TASK DETAILS:
Exactly and only the lines from the one containing "drop a point: the utility pole" through the close of the entries below are to be set down.

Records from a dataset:
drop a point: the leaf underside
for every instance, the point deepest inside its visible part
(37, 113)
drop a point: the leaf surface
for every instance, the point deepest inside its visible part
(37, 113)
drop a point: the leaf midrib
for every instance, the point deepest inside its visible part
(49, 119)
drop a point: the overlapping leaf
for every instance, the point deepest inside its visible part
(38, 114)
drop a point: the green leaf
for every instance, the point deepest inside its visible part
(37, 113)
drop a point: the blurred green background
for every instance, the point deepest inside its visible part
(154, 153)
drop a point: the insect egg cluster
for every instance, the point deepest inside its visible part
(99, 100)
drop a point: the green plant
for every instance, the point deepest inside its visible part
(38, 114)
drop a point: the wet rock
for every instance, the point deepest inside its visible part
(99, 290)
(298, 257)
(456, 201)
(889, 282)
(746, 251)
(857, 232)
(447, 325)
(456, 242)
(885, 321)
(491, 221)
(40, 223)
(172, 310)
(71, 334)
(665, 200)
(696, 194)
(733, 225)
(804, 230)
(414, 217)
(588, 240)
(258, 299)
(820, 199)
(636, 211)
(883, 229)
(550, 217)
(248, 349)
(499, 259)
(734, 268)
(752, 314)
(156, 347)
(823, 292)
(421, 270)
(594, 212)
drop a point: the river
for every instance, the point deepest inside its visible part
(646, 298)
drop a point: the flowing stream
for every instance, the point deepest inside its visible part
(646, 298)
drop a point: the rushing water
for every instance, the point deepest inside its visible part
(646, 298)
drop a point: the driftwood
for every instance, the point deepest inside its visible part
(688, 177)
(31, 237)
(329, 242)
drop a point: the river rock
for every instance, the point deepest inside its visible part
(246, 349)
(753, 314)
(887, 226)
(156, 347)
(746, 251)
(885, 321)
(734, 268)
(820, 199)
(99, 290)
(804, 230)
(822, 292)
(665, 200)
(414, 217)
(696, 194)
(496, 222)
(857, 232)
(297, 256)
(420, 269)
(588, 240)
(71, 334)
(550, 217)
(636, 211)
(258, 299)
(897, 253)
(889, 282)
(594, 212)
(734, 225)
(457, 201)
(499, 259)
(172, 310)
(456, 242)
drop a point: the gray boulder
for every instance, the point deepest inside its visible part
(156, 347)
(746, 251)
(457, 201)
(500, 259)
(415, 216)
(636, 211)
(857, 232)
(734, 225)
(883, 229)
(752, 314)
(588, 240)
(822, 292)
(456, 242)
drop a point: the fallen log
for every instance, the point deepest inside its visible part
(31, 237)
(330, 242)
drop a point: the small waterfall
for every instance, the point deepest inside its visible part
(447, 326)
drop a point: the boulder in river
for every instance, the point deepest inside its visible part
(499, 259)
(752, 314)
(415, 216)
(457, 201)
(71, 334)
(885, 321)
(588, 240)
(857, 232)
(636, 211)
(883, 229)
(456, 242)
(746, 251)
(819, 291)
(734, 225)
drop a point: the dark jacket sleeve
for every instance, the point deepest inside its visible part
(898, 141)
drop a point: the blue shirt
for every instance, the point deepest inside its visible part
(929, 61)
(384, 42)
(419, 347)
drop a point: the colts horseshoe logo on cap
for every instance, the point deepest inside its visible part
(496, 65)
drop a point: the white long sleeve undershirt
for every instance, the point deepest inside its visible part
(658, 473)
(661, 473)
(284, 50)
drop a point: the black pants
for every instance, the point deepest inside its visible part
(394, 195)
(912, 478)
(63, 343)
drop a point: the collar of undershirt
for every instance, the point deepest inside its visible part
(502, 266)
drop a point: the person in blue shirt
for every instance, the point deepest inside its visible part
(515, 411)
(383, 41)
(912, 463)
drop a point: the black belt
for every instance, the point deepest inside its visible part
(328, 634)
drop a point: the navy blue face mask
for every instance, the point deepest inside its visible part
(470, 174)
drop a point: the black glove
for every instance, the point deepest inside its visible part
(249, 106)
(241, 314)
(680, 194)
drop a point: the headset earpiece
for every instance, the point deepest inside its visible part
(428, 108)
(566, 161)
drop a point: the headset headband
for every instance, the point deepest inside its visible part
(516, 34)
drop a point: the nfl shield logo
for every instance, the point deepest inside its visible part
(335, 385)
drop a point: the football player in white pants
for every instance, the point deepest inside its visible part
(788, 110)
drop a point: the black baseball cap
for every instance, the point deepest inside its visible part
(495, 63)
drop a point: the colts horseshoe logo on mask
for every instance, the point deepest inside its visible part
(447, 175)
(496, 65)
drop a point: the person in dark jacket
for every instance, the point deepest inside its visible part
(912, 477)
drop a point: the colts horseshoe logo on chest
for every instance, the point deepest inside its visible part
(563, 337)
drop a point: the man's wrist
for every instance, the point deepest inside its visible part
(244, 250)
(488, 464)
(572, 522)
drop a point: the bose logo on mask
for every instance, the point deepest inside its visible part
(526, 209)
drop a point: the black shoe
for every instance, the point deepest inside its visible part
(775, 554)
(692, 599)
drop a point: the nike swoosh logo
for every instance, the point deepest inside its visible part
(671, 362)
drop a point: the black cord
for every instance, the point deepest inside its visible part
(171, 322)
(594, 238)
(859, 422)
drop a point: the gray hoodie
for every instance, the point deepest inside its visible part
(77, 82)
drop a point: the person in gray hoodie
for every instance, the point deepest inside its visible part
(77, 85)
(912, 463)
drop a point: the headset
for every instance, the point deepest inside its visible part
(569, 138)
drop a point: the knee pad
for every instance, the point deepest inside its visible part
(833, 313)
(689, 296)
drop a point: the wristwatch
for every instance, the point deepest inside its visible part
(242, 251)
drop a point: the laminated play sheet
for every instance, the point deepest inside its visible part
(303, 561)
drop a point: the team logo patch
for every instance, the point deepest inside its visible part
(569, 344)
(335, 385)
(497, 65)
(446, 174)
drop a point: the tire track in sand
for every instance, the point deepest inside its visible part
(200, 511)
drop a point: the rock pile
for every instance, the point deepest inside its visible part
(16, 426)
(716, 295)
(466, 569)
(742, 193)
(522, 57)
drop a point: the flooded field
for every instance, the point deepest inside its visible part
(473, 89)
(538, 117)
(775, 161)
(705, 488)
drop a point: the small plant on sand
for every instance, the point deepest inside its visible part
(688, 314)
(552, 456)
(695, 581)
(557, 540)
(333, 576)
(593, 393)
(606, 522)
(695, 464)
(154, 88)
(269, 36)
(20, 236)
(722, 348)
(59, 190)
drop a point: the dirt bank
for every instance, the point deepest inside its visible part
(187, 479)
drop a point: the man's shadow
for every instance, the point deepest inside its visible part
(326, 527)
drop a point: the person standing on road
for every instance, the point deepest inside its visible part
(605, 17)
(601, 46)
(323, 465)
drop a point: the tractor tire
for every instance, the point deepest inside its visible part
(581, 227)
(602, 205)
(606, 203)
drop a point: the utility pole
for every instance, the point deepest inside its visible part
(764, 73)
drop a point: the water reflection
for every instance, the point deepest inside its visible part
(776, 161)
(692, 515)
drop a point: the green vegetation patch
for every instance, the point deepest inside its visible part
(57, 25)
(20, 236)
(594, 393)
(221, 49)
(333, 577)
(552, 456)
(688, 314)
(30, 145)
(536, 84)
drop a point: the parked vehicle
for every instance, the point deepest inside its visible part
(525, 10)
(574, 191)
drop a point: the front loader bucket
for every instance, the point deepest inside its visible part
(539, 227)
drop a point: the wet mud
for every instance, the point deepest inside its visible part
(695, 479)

ANSWER TO THIS PROBLEM:
drop a point: the utility pole
for every instance, the point deepest inside its visible part
(764, 73)
drop a point: the water reflection
for every instance, the point deepest inside its visible part
(776, 161)
(692, 515)
drop a point: the green vegetation patch
for every instance, the point deepest inside its visible part
(57, 25)
(20, 236)
(594, 393)
(221, 49)
(333, 577)
(552, 456)
(688, 314)
(30, 145)
(536, 84)
drop a point: the parked vehicle
for every instance, the point deepest inside its visible part
(525, 10)
(574, 191)
drop a point: the front loader bucket
for every instance, the point deepest inside its visible part
(539, 227)
drop a point: the wet mud
for every instance, the point deepest inside its visible part
(695, 479)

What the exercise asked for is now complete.